Problem to solve :: Can you continue the passage below on the statistical analysis of CFQ-R scores, starting right after its final sentence?

Descriptive statistics were generated for demographic and clinical variables for each CFQ-R version (child, parent, teen/adult). Means and standard deviations of the domain scores were calculated within each version for all the CFQ-R forms and by visit type (sick versus well), disease stage (as defined by FEV1% predicted), and gender. For the sick-versus-well analysis, all available CFQ-R forms were used, including multiple forms per patient. Comparisons were drawn between groups within each version by calculating effect sizes (for visit type and gender) or by performing one-way analyses of variation (ANOVAs) with Tukey adjustment (for disease stage). P values should not be interpreted as tests of any specific null hypotheses, but rather as indexing the strengths of associations; hence, no adjustment for Type I error was made. The presence of linear trends of CFQ-R scores across disease stage categories was assessed for each version. Intraclass correlation coefficients were generated to assess agreement between parent–child dyads. Pearson correlation coefficients were calculated between CFQ-R scores and clinical outcomes (BMI, FEV1% predicted, and the number of IV antibiotic–treated exacerbations within the past year for each version).

Excerpted data ::
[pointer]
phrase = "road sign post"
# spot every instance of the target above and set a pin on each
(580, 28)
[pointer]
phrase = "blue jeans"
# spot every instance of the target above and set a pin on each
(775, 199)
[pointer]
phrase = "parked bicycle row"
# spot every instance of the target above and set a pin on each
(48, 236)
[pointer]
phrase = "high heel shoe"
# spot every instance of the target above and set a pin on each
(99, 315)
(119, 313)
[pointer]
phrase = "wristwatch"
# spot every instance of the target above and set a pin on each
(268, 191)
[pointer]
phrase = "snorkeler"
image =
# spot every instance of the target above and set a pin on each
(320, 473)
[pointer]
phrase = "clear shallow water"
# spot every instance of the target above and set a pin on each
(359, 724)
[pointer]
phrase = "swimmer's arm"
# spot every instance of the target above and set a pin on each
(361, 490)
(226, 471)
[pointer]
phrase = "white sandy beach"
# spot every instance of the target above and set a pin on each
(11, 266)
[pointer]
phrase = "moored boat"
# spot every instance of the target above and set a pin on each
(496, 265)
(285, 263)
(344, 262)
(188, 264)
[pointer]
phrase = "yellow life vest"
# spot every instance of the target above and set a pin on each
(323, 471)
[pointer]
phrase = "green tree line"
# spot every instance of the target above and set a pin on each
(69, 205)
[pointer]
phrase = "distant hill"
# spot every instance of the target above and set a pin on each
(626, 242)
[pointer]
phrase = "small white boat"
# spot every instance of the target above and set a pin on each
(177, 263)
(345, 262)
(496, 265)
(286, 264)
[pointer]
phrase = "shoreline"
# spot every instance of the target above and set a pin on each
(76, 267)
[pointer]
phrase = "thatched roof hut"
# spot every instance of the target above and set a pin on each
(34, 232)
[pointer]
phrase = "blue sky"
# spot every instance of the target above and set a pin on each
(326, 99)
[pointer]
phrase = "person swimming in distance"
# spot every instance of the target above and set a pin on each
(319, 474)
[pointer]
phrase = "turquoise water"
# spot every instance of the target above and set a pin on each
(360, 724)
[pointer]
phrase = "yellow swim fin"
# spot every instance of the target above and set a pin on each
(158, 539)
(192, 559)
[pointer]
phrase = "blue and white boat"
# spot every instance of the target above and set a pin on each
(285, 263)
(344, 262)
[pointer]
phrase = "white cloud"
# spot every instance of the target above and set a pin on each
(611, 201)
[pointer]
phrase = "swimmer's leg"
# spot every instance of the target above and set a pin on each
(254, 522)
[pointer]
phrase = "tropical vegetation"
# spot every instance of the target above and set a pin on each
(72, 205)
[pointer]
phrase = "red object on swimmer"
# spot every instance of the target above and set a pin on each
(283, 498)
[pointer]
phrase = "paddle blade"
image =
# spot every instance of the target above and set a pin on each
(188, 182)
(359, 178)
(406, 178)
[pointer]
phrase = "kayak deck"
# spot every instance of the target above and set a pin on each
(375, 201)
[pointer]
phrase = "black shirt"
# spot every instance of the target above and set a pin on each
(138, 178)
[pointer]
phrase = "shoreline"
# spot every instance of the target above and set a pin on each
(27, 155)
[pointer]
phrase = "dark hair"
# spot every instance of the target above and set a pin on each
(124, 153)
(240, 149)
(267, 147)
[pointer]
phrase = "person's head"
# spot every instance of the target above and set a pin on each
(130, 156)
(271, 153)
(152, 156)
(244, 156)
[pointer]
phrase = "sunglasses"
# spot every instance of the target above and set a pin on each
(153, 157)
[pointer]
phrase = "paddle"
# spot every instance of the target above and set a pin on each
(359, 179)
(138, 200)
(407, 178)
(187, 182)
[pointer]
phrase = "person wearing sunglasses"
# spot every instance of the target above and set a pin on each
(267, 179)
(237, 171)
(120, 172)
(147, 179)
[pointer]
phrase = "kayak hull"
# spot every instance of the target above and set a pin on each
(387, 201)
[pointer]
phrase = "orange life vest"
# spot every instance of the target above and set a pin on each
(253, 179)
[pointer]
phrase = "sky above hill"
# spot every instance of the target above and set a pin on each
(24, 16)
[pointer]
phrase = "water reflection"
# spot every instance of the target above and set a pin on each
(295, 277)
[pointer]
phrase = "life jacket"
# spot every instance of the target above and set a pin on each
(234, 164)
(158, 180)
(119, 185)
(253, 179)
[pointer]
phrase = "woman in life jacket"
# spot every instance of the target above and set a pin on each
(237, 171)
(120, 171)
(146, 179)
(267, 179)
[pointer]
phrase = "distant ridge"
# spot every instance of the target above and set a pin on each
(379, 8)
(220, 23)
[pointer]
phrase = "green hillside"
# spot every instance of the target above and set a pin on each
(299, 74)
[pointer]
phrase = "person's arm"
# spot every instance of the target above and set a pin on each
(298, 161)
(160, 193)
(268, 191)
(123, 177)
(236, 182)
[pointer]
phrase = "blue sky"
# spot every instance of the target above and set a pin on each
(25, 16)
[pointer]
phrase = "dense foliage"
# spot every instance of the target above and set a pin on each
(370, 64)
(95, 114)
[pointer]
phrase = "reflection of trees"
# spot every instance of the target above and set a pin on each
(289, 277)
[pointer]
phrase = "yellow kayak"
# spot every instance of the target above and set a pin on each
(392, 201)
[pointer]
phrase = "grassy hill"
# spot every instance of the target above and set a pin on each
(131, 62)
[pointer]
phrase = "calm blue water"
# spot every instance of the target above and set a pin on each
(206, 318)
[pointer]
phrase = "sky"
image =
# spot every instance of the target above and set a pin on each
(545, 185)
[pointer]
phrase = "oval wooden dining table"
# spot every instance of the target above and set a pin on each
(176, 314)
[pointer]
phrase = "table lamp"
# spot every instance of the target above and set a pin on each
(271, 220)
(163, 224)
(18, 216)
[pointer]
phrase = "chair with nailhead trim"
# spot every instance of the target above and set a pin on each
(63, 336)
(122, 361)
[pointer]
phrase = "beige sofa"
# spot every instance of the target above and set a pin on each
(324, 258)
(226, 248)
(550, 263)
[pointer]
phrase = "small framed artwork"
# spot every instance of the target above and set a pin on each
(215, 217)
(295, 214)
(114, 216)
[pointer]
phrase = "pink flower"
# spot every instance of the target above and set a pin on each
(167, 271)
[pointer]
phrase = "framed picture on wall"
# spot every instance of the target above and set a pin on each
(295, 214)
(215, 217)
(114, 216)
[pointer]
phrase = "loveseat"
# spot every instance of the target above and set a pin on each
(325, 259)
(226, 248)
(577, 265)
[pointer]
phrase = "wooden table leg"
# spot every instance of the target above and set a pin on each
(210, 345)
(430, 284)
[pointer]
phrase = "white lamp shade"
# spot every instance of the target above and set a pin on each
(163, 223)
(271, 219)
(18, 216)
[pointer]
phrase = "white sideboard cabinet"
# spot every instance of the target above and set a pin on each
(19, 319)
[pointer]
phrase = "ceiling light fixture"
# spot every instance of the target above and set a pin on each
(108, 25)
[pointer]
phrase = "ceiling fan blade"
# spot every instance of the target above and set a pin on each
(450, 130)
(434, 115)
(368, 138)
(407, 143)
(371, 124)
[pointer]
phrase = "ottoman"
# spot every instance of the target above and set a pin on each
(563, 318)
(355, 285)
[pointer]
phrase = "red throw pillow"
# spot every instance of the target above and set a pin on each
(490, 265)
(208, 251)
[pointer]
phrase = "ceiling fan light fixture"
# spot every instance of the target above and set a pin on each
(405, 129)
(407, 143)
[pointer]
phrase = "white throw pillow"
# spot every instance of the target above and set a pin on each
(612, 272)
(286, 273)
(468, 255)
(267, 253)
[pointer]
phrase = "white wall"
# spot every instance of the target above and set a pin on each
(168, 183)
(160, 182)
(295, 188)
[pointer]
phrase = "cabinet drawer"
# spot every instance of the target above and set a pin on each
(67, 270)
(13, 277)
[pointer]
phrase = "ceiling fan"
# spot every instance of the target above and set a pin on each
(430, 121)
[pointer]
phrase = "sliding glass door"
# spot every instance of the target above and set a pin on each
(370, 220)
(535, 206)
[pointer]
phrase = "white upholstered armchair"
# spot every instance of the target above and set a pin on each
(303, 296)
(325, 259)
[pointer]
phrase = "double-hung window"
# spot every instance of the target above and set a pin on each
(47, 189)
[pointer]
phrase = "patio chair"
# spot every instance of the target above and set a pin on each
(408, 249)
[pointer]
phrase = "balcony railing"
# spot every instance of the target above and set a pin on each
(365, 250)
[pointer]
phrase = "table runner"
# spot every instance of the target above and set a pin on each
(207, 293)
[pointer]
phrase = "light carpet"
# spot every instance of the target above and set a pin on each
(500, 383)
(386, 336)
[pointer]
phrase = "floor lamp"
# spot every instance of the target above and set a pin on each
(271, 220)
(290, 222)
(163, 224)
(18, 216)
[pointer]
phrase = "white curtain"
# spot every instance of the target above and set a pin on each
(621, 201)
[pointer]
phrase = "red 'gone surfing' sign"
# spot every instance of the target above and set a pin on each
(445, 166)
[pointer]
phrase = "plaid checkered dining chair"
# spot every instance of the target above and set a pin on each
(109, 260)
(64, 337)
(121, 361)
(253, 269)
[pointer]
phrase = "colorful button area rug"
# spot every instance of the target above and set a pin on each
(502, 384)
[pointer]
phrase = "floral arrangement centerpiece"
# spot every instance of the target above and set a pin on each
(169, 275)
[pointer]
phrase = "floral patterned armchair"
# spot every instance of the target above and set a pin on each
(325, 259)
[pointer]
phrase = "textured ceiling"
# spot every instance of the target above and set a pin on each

Task response ::
Results

Among the 32,585 patients enrolled in the ESCF, 14,268 unique CFQ-Rs were completed by patients or their parents during a clinic visit. Of the completed CFQ-Rs, 9,566 (67.1%) were from visits classified as “well” and 3,871 (27.1%) from visits classified as “sick.” Another 831 (5.8%) were determined to be ambiguous and excluded from analysis. Therefore, 13,437 CFQ-Rs corresponding to 7,330 patients were included in the analysis: 4,679 teens and adults (ages ≥ 14 years), and 2,068 school-age children (ages 6–13 years). Additionally, 2,728 parents of school-age children (2,145 of whom were also included in the school-age children sample) completed proxy versions of the CFQ-R. Demographic and medical data for each sample are reported in Table 2. The demographic characteristics of this sample were similar to those reported in the national CF Foundation Patient Registry [26].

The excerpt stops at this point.